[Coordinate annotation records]
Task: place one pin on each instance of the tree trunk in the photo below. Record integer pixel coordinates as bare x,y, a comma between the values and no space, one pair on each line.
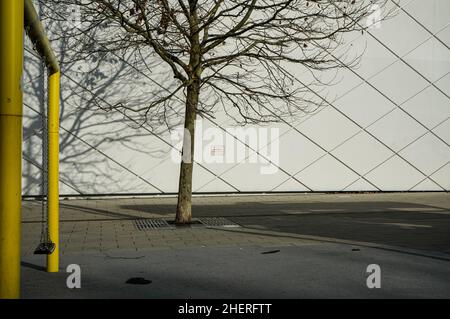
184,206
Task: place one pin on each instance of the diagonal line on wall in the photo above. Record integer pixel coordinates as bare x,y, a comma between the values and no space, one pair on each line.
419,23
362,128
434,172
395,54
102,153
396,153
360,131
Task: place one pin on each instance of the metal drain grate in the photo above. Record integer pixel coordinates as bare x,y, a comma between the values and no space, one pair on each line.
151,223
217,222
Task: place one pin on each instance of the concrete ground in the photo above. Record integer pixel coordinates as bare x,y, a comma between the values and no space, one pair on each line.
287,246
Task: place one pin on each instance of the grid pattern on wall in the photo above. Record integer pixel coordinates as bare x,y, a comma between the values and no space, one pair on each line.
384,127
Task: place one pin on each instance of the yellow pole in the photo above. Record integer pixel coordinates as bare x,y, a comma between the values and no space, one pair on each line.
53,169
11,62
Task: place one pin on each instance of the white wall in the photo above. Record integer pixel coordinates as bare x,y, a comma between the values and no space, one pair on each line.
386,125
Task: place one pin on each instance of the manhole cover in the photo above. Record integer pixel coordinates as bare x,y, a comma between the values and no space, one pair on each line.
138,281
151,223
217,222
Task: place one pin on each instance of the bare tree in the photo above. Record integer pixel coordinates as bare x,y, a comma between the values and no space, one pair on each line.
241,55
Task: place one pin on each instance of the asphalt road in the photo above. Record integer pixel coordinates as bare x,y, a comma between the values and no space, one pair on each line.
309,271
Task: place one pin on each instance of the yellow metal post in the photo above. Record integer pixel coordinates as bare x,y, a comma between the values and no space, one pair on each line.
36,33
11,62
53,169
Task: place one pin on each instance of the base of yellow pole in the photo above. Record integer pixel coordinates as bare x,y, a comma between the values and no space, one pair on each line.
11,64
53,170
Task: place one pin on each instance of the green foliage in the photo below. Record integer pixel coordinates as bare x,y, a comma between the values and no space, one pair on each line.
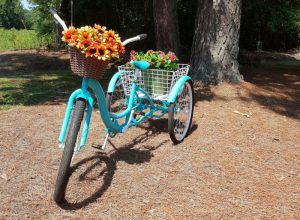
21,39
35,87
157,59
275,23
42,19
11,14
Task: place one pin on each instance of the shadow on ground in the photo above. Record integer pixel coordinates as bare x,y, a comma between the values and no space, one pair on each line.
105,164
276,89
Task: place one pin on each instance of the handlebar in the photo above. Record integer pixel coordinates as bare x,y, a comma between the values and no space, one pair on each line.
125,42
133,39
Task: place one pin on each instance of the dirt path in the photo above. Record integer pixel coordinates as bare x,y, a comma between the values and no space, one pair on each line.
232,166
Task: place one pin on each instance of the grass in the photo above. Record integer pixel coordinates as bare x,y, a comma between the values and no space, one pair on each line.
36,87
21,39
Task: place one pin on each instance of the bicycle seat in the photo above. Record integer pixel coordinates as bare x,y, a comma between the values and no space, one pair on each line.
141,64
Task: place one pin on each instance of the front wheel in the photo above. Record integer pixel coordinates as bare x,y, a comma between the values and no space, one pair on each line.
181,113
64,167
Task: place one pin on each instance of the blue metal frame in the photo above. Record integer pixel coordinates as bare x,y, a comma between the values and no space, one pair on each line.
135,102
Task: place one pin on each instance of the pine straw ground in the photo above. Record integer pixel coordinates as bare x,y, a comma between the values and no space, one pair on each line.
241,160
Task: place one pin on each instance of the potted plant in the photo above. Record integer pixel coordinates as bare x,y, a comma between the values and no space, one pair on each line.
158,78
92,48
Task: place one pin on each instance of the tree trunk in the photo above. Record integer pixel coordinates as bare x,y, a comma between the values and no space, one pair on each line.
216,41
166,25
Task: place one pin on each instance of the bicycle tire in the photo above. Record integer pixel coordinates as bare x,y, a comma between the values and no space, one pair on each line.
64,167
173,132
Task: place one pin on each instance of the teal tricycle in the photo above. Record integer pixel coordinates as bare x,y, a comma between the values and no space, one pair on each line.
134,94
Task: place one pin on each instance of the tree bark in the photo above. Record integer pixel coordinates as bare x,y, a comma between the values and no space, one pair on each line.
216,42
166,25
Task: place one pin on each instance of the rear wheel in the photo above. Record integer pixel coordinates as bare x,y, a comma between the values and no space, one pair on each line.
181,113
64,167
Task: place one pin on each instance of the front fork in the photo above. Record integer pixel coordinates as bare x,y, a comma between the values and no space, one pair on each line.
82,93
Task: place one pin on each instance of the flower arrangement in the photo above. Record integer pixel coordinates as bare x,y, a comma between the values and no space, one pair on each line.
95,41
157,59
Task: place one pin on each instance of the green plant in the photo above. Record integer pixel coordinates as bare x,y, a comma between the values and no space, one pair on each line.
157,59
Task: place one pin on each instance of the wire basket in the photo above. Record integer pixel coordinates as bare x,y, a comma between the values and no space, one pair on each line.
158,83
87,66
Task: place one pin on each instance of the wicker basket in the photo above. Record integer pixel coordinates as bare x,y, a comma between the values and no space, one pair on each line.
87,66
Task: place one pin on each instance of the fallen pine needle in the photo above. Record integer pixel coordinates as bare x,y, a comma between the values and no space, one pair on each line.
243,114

▶ THE TASK
Express the lines from the one containing "Task: place one pin on each instance of the wicker" through the end of the items as a JSON list of strings, one string per line and no blank lines.

▶ EXERCISE OUTPUT
[
  "Task: place one pin on each instance of the wicker basket in the photo above. Record integer pixel coordinates as bare x,y, a comma between the values and no space, one pair on each line.",
  "87,66",
  "Task: place one pin on each instance of the fallen pine needle in the photo above. Record integer pixel coordinates as bare x,y, a comma between the values and no space, one pair on each line.",
  "243,114"
]